> [EXCERPT TO READ]
▬▬▬▬▬▬
For a lot of years I have suffered a few reoccurring dreams. Some good, some not.

The good ones are rare. And are often times very bitter sweet in their own way.

Usually they involve having found someone to spend my life with, someone who loves me truly and madly and whom I would gladly die for. In those dreams I get to spend months and years with them. Grow, love, and learn together. But they always end the same way... In the dream we lay down to sleep, with me in their arms feeling safe and as though nothing in the world could touch me.

Then I wake up...alone hugging a pillow.

Sometimes I am able to just enjoy the brief glimpse of a life not lived and the hope held there, other times its a very hard pill to swallow. I rarely get back to sleep afterwards.

And then there are my nightmares.

There is a single character that usually flows through them. One whom I can remember as far back as early childhood. The character has followed me through the years no matter my home, and has always reminded me I am not alone. But in this case I would prefer to be alone.

I've actually never shared this fully before, but from the time when I was little there was an incident where I saw someone and asked about them, except that there was no one there. And later I had dreams of flight around my crib and bed, and then the image of a giant oddly shaped rabbit that later turned into my father standing in the doorway checking on me.

Years later I was going through a photo album of my Grandmothers and saw a picture of my Dad with my Grandfather standing next to a large oddly shaped rabbit. Even after all those years I had no doubts that that was the one, and it scared me a great deal, because I had written it off to childhood weird dreams up till then. I am still unclear exactly what that one means.

Life even after that showed the occasional surprise. When we moved into the country things became quieter. And I was grateful for it. But still there was the occasional odd thing that would happen, but of course I never spoke of it, and don't want to in detail here either. At the time it was because I was sure people would think I was crazy, now its because those are private memories that I am still sorting and frankly I don't WANT to share them. Plus I still feel a vast number of people would thing me disturbed and crazy. I don't care quiet as much about that now as I once did. But it still is a stigma I prefer to avoid wearing too proudly.

When we moved back into the city things were still largely quiet but one of my dreams, that I still have today, began. I can still remember it clear as day; the dream was me being crushed by a truck that had slipped its parking break and me trying to keep it from hitting the house. It flashes to me asleep in my bed and a figure comes in to claim my life, and then proceeds to have me join it in taking that of my fathers. The end of the dream is the three of us standing over my mother. Smiling.
▬▬▬▬▬▬
Region-labeling entries:
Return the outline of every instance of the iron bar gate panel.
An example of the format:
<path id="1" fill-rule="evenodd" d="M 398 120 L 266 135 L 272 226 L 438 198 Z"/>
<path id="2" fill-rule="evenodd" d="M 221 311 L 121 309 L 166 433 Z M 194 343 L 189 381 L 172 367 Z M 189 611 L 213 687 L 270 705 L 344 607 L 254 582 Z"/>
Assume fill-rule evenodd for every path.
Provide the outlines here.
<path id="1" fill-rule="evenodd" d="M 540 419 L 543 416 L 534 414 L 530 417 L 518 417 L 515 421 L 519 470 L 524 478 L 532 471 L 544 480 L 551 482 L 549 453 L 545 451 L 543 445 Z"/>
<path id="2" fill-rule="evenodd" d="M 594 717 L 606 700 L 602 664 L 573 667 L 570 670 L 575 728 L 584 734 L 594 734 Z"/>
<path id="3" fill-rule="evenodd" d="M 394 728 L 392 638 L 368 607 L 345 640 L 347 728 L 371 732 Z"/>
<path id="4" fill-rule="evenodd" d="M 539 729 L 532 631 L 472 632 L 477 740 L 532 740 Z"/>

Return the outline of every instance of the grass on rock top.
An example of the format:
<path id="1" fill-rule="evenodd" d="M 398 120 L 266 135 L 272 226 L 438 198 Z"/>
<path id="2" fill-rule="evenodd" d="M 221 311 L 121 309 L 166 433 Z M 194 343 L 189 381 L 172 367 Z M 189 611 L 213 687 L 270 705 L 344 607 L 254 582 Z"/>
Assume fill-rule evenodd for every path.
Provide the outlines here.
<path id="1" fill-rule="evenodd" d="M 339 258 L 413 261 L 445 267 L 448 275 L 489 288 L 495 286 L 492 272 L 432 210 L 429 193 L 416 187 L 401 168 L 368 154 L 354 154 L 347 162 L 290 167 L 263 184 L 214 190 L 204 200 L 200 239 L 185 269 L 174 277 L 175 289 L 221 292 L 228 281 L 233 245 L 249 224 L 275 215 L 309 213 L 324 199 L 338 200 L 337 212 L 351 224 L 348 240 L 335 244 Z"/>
▬▬▬▬▬▬
> [TO DO]
A. Please update the listing from the line containing "Return the outline of every instance of the grass" through the end of the listing, with "format" swapped for "layout" and nothing else altered.
B. Go on with the essay about recurring dreams and nightmares, picking up after its final sentence.
The essay and the listing have nothing to do with each other.

> [EXPECTED RESPONSES]
A.
Return the outline of every instance of the grass on rock top.
An example of the layout:
<path id="1" fill-rule="evenodd" d="M 398 120 L 266 135 L 272 226 L 438 198 Z"/>
<path id="2" fill-rule="evenodd" d="M 221 311 L 121 309 L 166 433 Z M 194 343 L 189 381 L 172 367 Z M 189 611 L 213 687 L 270 705 L 344 607 L 254 582 Z"/>
Assume fill-rule evenodd for every path.
Provide the outlines here.
<path id="1" fill-rule="evenodd" d="M 339 258 L 413 261 L 445 267 L 448 275 L 489 288 L 495 286 L 492 272 L 432 210 L 429 193 L 416 187 L 401 168 L 368 154 L 354 154 L 347 162 L 290 167 L 263 184 L 214 190 L 204 200 L 200 239 L 185 269 L 174 277 L 175 289 L 221 292 L 228 281 L 233 245 L 249 224 L 275 215 L 309 213 L 324 199 L 338 200 L 337 212 L 351 224 L 348 240 L 335 244 Z"/>

B.
I was terrified to sleep for a long time after that one. And it still replays though with variations from time to time. Sometimes people left out sometimes the sequence is different. But the over all dream is the same, and so is the character that came to me in the dream.

Several moves later I still battle with that dream and a couple of others. But usually I am granted the grace of dealing with just one in a night... usually.

Call me crazy, call me a loon. Call me psychotic or whatever you need to say to make yourself feel better but I know what I believe and what I have experienced.

In my current home there are energies that surround and flow through here, stronger at times, but largely quiet. I truly believe that only those who are at least mildly sensitive and open to such things, such as myself, would pick up on it. Someone with more true ability certainly would.

While usually comforting and very amicable, sometimes these energies act as a fuel for me. Dreams that I once only had on rare occasion might come in rapid fire for several nights at a time. Sometimes they are things that haven't happened and later do, all usually minor mundane things that have little meaning other than a serious case of deja vu. Which happens to me a fair amount. Others are the good dreams of a possible future spent in love.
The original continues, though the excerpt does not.